White Hats and Red Hats



Joe Casad, Editor in Chief

Dear Linux Magazine Reader,

A press release crossed my desk recently that caught my eye. That message was from Red Hat, and the headline called out in bold letters:

Red Hat Calls for Intellectual Property and Patent Reform

I was encouraged by this display of attitude from Red Hat, so I read on. You see, a few months ago, I used this space to take them to task for their press relations. It seemed that, whenever a controversy erupted, corporate big guns like Novell and IBM were always there with a quote, riding like white knights to the aid of Open Source, while Red Hat appeared to be off somewhere else, tooling around setting up branch offices and signing licensing deals without much regard to any political context.

My criticism, I remind you, was not so much about what Red Hat does as it was about what what they say about what they do. To us in the media, a press release is more than a form of spam - it is an important dispatch from the battle lines of Open Source politics. A press release may not be able to show what a company is, but it is very good at showing how a company would like to be seen. My point was that Red Hat's competition - many of whom are relative latecomers to the scene - were stealing the limelight from Red Hat by investing their energies in a much higher public profile in the debates of the day.

In my February column, I suggested that this whole problem might have caught Red Hat by surprise - that they simply weren't prepared for a giant like Novell arriving in the middle of their habitat. However, one could also speculate that Red Hat's narrower focus might, indeed, reflect a deliberate strategy. This argument would follow the lines of the old adage that you don't have to prove what everybody already knows. Everyone knows Novell is a big, sober corporation, so they don't have to prove that. No one knows Novell is an Open Source company, so they have to demonstrate it by jumping into every Open Source debate and exuding a militant outlook.

■ WHAT YOU NEED TO DO ■
Reproduce the Red Hat editorial word for word from "In my February" to "a militant outlook.".

■ INFORMATION GIVEN ■
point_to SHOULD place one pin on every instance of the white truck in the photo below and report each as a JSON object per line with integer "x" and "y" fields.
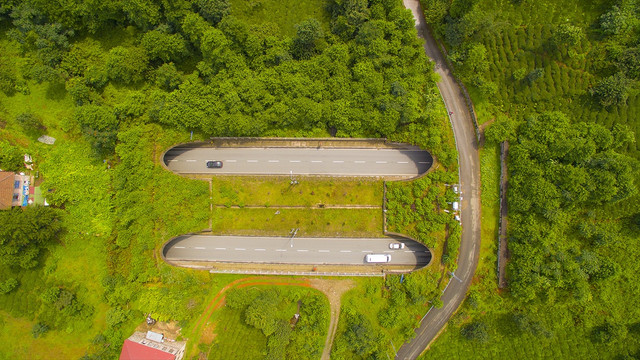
{"x": 377, "y": 258}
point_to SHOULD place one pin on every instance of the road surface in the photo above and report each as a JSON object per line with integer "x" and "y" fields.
{"x": 300, "y": 161}
{"x": 469, "y": 163}
{"x": 284, "y": 250}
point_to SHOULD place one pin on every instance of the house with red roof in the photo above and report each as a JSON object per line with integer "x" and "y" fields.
{"x": 151, "y": 346}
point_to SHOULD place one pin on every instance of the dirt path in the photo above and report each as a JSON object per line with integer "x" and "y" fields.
{"x": 333, "y": 289}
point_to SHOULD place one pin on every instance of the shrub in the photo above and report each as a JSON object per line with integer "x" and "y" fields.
{"x": 39, "y": 329}
{"x": 475, "y": 331}
{"x": 8, "y": 285}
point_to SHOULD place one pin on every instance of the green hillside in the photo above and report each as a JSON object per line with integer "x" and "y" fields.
{"x": 560, "y": 81}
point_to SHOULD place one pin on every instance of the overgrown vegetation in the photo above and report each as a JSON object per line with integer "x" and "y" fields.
{"x": 272, "y": 311}
{"x": 117, "y": 83}
{"x": 560, "y": 81}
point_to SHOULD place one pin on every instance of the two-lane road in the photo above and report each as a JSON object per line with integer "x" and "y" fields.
{"x": 469, "y": 163}
{"x": 284, "y": 250}
{"x": 300, "y": 161}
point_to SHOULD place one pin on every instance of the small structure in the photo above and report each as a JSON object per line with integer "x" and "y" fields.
{"x": 15, "y": 190}
{"x": 151, "y": 346}
{"x": 45, "y": 139}
{"x": 7, "y": 185}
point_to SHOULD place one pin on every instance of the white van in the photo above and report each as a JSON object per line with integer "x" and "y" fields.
{"x": 378, "y": 258}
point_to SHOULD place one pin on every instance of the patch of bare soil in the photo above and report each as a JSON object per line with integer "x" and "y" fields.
{"x": 333, "y": 289}
{"x": 208, "y": 334}
{"x": 170, "y": 330}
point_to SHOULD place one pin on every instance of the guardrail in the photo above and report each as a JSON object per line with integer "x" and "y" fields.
{"x": 503, "y": 251}
{"x": 298, "y": 273}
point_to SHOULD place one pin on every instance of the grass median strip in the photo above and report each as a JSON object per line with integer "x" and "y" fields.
{"x": 309, "y": 191}
{"x": 314, "y": 223}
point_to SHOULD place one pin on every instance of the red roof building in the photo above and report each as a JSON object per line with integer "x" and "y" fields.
{"x": 137, "y": 351}
{"x": 7, "y": 180}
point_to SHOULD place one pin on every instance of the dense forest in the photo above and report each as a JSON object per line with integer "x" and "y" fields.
{"x": 117, "y": 83}
{"x": 559, "y": 81}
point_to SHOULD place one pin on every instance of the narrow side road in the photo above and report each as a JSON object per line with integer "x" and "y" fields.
{"x": 469, "y": 163}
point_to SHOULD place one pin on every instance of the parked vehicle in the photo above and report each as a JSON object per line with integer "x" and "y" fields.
{"x": 214, "y": 164}
{"x": 378, "y": 258}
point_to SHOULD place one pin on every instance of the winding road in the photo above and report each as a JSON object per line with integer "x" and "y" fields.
{"x": 469, "y": 164}
{"x": 285, "y": 250}
{"x": 397, "y": 161}
{"x": 300, "y": 161}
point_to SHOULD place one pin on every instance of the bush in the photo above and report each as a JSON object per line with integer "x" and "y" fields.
{"x": 8, "y": 285}
{"x": 30, "y": 124}
{"x": 39, "y": 329}
{"x": 10, "y": 157}
{"x": 612, "y": 90}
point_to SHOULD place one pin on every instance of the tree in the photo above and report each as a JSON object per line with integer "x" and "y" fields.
{"x": 261, "y": 314}
{"x": 8, "y": 285}
{"x": 25, "y": 232}
{"x": 213, "y": 10}
{"x": 534, "y": 75}
{"x": 611, "y": 90}
{"x": 475, "y": 331}
{"x": 30, "y": 123}
{"x": 160, "y": 44}
{"x": 168, "y": 77}
{"x": 308, "y": 35}
{"x": 39, "y": 329}
{"x": 127, "y": 64}
{"x": 142, "y": 13}
{"x": 614, "y": 21}
{"x": 567, "y": 35}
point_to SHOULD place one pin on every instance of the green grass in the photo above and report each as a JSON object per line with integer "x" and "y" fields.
{"x": 233, "y": 334}
{"x": 285, "y": 14}
{"x": 311, "y": 222}
{"x": 17, "y": 342}
{"x": 236, "y": 190}
{"x": 234, "y": 339}
{"x": 506, "y": 342}
{"x": 486, "y": 273}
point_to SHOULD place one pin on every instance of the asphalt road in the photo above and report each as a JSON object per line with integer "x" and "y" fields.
{"x": 300, "y": 161}
{"x": 284, "y": 250}
{"x": 469, "y": 163}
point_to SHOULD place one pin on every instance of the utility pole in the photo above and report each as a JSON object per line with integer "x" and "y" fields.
{"x": 293, "y": 234}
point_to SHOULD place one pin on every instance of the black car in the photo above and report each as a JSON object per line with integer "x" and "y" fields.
{"x": 214, "y": 164}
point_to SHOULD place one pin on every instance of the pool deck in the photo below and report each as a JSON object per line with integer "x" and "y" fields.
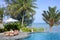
{"x": 21, "y": 35}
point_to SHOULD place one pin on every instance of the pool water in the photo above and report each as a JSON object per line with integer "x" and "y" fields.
{"x": 43, "y": 36}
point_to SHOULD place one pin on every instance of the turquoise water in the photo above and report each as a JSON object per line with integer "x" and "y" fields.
{"x": 43, "y": 36}
{"x": 55, "y": 28}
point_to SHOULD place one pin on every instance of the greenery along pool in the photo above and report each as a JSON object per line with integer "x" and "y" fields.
{"x": 43, "y": 36}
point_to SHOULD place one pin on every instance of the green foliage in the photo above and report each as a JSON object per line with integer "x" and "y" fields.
{"x": 20, "y": 8}
{"x": 1, "y": 14}
{"x": 38, "y": 29}
{"x": 13, "y": 26}
{"x": 2, "y": 30}
{"x": 24, "y": 29}
{"x": 41, "y": 29}
{"x": 51, "y": 16}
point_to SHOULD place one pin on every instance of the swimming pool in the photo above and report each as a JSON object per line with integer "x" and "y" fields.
{"x": 43, "y": 36}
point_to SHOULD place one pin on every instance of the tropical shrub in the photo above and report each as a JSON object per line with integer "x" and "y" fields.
{"x": 12, "y": 25}
{"x": 24, "y": 29}
{"x": 41, "y": 29}
{"x": 2, "y": 30}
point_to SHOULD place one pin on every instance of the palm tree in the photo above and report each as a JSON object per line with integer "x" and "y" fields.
{"x": 1, "y": 14}
{"x": 51, "y": 16}
{"x": 24, "y": 7}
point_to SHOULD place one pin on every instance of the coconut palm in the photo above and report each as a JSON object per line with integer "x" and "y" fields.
{"x": 51, "y": 16}
{"x": 24, "y": 7}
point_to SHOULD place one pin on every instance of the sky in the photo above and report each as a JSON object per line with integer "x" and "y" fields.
{"x": 42, "y": 5}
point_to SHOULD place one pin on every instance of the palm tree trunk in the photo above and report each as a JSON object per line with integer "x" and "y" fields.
{"x": 22, "y": 21}
{"x": 50, "y": 28}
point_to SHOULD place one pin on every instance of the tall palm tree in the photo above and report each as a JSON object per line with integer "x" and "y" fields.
{"x": 51, "y": 16}
{"x": 1, "y": 14}
{"x": 24, "y": 7}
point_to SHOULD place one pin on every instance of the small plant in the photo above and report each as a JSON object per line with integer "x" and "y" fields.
{"x": 24, "y": 29}
{"x": 13, "y": 26}
{"x": 2, "y": 30}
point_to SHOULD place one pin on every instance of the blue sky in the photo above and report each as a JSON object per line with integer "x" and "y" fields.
{"x": 42, "y": 5}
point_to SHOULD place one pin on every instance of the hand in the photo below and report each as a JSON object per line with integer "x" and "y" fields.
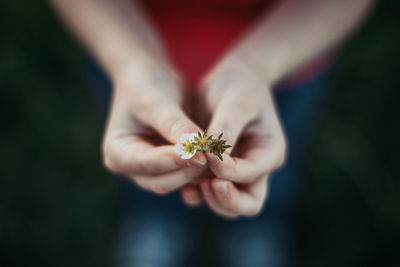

■ PROBLEM SOLUTION ■
In my February column, I suggested that this whole problem might have caught Red Hat by surprise - that they simply weren't prepared for a giant like Novell arriving in the middle of their habitat. However, one could also speculate that Red Hat's narrower focus might, indeed, reflect a deliberate strategy. This argument would follow the lines of the old adage that you don't have to prove what everybody already knows. Everyone knows Novell is a big, sober corporation, so they don't have to prove that. No one knows Novell is an Open Source company, so they have to demonstrate it by jumping into every Open Source debate and exuding a militant outlook.